DOCUMENT SECTION:
╭──

Holding the trained model fixed, sweep the number of inference-time attention iterations T ∈ {0, …, 6}. Accuracy peaks near T = 2 (the training depth) and degrades only slowly beyond — embeddings approach a fixed point of the iterative update.
Validation confusion matrix (T=2)

All five classes are well above chance. The only meaningful confusion is sheep ↔ car (the wide-horizontal-body classes). Tree and house, which have the most distinctive layouts, get >95% per-class accuracy.
Island formation

For each class, the leftmost panel is one example grid; the four panels to the right are the cosine-similarity matrix of the occupied cells’ embeddings at iterations t = 0, 1, 2, 3 (only the 5 occupied cells, sorted by their flattened grid index). At t = 0 the encoder produces moderately similar embeddings for the 5 ellipses (they share their object’s class context implicitly through the position channel). At t = 3 the similarity matrix has saturated to a much more uniform red — all five occupied cells now share essentially the same embedding. This is the “island of agreement” GLOM is built around.

╰──

RECORDS PROVIDED:
╭──

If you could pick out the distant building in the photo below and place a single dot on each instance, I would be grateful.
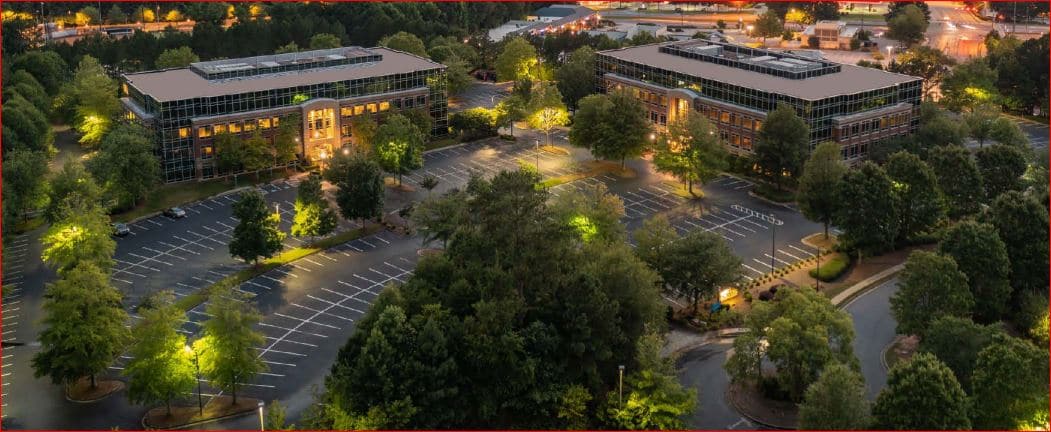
(327, 88)
(831, 35)
(551, 18)
(736, 86)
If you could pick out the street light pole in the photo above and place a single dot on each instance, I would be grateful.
(620, 386)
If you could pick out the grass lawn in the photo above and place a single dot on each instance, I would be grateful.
(288, 255)
(179, 193)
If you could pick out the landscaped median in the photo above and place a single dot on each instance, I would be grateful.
(288, 255)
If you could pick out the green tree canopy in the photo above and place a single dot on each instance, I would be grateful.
(782, 144)
(817, 187)
(836, 400)
(126, 165)
(959, 179)
(922, 393)
(161, 368)
(1010, 386)
(920, 204)
(398, 146)
(83, 327)
(982, 256)
(180, 57)
(405, 41)
(931, 286)
(258, 233)
(691, 151)
(1019, 221)
(803, 333)
(867, 212)
(227, 347)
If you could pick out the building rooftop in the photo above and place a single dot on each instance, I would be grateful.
(847, 80)
(266, 73)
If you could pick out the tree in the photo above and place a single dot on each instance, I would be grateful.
(161, 367)
(228, 341)
(968, 85)
(959, 179)
(1010, 386)
(781, 144)
(97, 104)
(180, 57)
(73, 187)
(126, 164)
(800, 333)
(956, 342)
(46, 66)
(922, 393)
(312, 213)
(327, 41)
(867, 212)
(547, 109)
(24, 189)
(691, 151)
(407, 42)
(700, 264)
(982, 256)
(438, 219)
(84, 237)
(908, 25)
(932, 286)
(398, 146)
(83, 327)
(116, 16)
(361, 186)
(836, 400)
(919, 201)
(576, 78)
(768, 25)
(1019, 221)
(258, 233)
(817, 187)
(924, 61)
(1002, 167)
(517, 60)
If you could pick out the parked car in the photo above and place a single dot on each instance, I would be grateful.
(121, 229)
(174, 212)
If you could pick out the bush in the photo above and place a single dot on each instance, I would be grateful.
(831, 269)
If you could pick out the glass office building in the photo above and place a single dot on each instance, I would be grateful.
(735, 86)
(327, 88)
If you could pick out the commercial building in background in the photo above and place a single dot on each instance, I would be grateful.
(551, 18)
(737, 86)
(327, 88)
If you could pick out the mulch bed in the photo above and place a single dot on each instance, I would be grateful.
(82, 391)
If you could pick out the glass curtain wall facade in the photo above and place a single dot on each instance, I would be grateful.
(184, 136)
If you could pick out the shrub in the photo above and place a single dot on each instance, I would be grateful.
(831, 269)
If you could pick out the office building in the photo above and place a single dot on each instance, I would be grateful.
(737, 86)
(326, 89)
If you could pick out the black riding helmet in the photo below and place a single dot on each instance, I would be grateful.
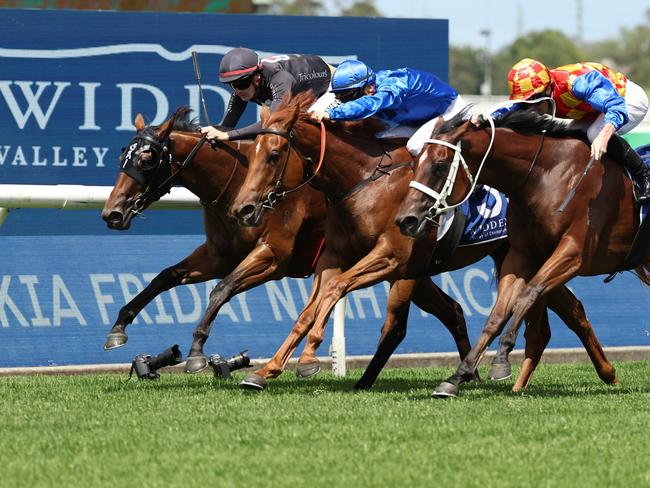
(238, 63)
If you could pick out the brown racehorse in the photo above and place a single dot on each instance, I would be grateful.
(547, 247)
(365, 182)
(283, 244)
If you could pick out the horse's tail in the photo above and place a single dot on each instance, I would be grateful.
(643, 272)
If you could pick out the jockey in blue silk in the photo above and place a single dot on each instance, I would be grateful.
(413, 101)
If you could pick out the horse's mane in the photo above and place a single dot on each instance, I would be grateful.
(180, 121)
(364, 128)
(529, 121)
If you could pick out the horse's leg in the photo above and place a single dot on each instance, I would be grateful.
(563, 265)
(393, 331)
(564, 303)
(256, 268)
(328, 266)
(195, 268)
(537, 334)
(511, 283)
(431, 299)
(373, 268)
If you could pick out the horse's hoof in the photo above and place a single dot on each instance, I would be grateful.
(305, 370)
(362, 385)
(115, 340)
(446, 390)
(253, 382)
(500, 371)
(194, 364)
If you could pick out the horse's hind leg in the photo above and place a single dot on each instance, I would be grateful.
(258, 267)
(537, 334)
(393, 331)
(375, 267)
(195, 268)
(564, 303)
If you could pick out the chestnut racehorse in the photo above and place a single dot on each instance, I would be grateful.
(365, 181)
(591, 236)
(283, 245)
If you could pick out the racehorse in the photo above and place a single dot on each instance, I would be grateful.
(536, 162)
(282, 245)
(365, 180)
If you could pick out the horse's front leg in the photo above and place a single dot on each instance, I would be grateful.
(375, 267)
(258, 267)
(563, 265)
(511, 283)
(328, 266)
(196, 268)
(393, 330)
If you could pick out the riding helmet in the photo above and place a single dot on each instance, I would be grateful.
(527, 78)
(238, 63)
(352, 74)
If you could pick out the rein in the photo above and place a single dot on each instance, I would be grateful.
(440, 204)
(276, 194)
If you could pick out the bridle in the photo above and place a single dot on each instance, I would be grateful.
(277, 194)
(440, 204)
(159, 150)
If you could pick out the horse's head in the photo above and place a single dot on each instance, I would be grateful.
(145, 166)
(442, 178)
(274, 168)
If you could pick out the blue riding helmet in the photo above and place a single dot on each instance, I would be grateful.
(352, 74)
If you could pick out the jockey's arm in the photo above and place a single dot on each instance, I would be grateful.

╰──

WORK INSTRUCTIONS:
**1.** According to the GLOM write-up, which two classes are the only ones meaningfully confused with each other?
**2.** Continue the GLOM write-up from its last sentence.

EXPECTED RESULTS:
**1.** Sheep and car, the wide-horizontal-body classes.

**2.**
The mean off-diagonal cosine similarity over 200 random samples confirms this quantitatively:
t = 0 → +0.242
t = 3 → +0.359
delta → +0.117
Deviations from the original procedure
The Culp/Sabour/Hinton 2022 paper introduces a much richer setup; this is a lite reproduction. Honest list:
-
Single GLOM level. The paper uses a stack of levels (with bottom-up, top-down, and within-level streams). This implementation has one level. The
--n-levelsCLI flag is accepted but ignored (with a warning). -
Parameter-free attention. Within-level attention is plain softmax of pairwise dot-products of embeddings, with no learned Q/K/V projections. The paper uses a transformer-style attention block.
-
No bottom-up / top-down dynamics. Refinement is just
e ← (1-α)e + α A e. The paper’s GLOM has a separate up-net and down-net per level. -
Hand-coded canonical layouts (face / sheep / etc.) instead of the procedural part-graphs the paper uses. The placeholder class set was chosen for visual recognisability, not faithfulness to any specific experiment in the paper.
-
NumPy + hand-written backprop. No PyTorch, no autograd. Adam by hand. Verified end-to-end against finite differences (max abs error ~1e-6 on
dW2). -
Ambiguity knob simplified. I noise
(a, b, θ)log-uniformly. The paper’s ambiguity is more carefully calibrated against the part-graph structure of each class.
What this stub does faithfully reproduce: (i) the dataset’s geometry (2D grid of 6-DoF ellipses), (ii) the headline GLOM mechanism (per-location MLP + within-level attention + iterative refinement), (iii) the diagnostic that matters — occupied cells of the same object converge to a shared embedding under iteration.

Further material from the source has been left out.